• PROBLEM REQUIREMENTS
Please read the records below and return each line holding the string "surface".
▽
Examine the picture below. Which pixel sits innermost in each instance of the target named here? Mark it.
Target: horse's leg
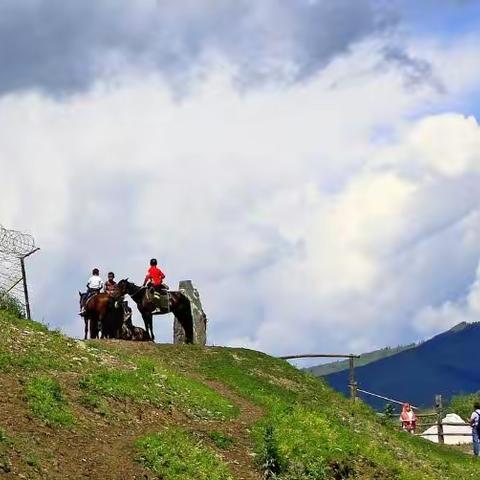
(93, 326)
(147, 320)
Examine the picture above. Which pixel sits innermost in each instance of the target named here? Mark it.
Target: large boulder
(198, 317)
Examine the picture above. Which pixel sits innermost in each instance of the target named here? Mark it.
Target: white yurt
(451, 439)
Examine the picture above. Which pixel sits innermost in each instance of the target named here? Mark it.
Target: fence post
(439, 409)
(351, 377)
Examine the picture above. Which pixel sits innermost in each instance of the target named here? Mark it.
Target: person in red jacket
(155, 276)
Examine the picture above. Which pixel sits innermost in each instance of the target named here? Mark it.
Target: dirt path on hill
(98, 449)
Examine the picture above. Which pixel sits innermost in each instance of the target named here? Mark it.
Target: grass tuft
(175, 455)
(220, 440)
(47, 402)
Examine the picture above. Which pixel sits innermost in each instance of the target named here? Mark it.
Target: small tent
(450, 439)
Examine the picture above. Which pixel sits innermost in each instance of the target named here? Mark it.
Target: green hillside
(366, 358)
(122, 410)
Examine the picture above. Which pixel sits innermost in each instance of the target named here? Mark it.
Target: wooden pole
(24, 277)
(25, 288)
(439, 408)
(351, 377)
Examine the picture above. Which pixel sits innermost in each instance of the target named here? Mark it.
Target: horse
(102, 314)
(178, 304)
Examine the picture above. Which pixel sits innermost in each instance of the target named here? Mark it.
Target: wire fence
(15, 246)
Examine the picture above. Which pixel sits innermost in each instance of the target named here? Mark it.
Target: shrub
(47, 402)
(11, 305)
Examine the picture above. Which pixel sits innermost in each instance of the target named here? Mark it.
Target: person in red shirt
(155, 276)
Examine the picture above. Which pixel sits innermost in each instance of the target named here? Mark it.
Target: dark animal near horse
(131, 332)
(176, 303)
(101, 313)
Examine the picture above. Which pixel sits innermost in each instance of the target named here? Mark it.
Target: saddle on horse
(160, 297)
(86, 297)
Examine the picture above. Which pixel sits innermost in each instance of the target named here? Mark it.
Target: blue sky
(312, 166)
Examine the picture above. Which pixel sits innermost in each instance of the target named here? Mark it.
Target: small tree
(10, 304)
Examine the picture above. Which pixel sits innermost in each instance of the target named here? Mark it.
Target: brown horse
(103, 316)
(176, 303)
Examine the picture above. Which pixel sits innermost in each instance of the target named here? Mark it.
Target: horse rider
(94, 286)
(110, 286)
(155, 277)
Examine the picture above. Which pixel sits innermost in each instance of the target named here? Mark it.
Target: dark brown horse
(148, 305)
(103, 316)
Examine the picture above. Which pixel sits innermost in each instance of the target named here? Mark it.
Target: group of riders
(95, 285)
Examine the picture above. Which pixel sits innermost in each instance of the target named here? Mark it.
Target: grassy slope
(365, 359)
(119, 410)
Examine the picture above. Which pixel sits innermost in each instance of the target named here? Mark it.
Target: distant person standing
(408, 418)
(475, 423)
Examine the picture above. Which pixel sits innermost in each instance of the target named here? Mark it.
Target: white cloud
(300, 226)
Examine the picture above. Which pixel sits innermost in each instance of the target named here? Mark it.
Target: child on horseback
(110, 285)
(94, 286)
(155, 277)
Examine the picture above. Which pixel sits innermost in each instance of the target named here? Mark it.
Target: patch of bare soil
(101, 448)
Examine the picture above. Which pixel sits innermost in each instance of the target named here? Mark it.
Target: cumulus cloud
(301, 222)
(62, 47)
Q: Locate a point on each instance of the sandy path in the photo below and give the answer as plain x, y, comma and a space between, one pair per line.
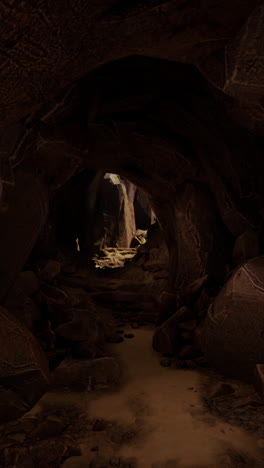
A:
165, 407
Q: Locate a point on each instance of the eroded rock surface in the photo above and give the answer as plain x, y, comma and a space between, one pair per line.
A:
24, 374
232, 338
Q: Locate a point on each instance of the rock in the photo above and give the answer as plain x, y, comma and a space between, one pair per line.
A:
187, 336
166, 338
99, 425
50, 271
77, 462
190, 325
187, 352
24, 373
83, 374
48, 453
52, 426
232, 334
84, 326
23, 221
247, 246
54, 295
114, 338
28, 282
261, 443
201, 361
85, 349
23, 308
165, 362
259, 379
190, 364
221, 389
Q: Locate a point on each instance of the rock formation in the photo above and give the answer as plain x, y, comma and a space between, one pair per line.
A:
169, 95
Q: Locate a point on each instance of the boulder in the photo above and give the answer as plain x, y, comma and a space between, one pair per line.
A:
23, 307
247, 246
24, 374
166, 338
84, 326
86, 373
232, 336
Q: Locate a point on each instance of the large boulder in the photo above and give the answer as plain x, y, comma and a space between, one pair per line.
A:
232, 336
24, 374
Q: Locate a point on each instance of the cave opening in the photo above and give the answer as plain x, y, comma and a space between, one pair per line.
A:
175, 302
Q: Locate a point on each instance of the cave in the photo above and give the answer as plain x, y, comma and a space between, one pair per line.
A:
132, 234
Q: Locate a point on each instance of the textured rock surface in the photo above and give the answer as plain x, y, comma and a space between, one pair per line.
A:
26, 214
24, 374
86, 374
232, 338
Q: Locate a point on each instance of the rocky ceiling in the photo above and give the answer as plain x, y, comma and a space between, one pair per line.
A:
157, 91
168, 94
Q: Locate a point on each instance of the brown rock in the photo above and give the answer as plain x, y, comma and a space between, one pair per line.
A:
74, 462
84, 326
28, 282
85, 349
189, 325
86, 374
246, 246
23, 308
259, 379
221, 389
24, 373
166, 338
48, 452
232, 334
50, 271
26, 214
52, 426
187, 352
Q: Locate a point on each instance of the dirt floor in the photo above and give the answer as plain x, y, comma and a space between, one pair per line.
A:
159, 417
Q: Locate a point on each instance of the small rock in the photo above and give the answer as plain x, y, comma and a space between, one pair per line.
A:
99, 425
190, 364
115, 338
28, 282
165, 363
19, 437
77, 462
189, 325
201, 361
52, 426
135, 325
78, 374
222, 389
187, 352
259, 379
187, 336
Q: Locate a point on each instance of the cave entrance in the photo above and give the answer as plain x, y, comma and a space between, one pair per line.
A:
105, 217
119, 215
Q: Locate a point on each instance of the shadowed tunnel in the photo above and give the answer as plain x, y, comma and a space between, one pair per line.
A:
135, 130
△
• WRITTEN ANSWER
Q: Locate a point on each instance of the eroded rock surface in the photo above and give the answer as plain x, y, comma and a space between, one pair per line.
Q: Locate a point on each instance of the textured rock surface in the photo above and give the answer as plain x, y, comma and a space between, one pair per line.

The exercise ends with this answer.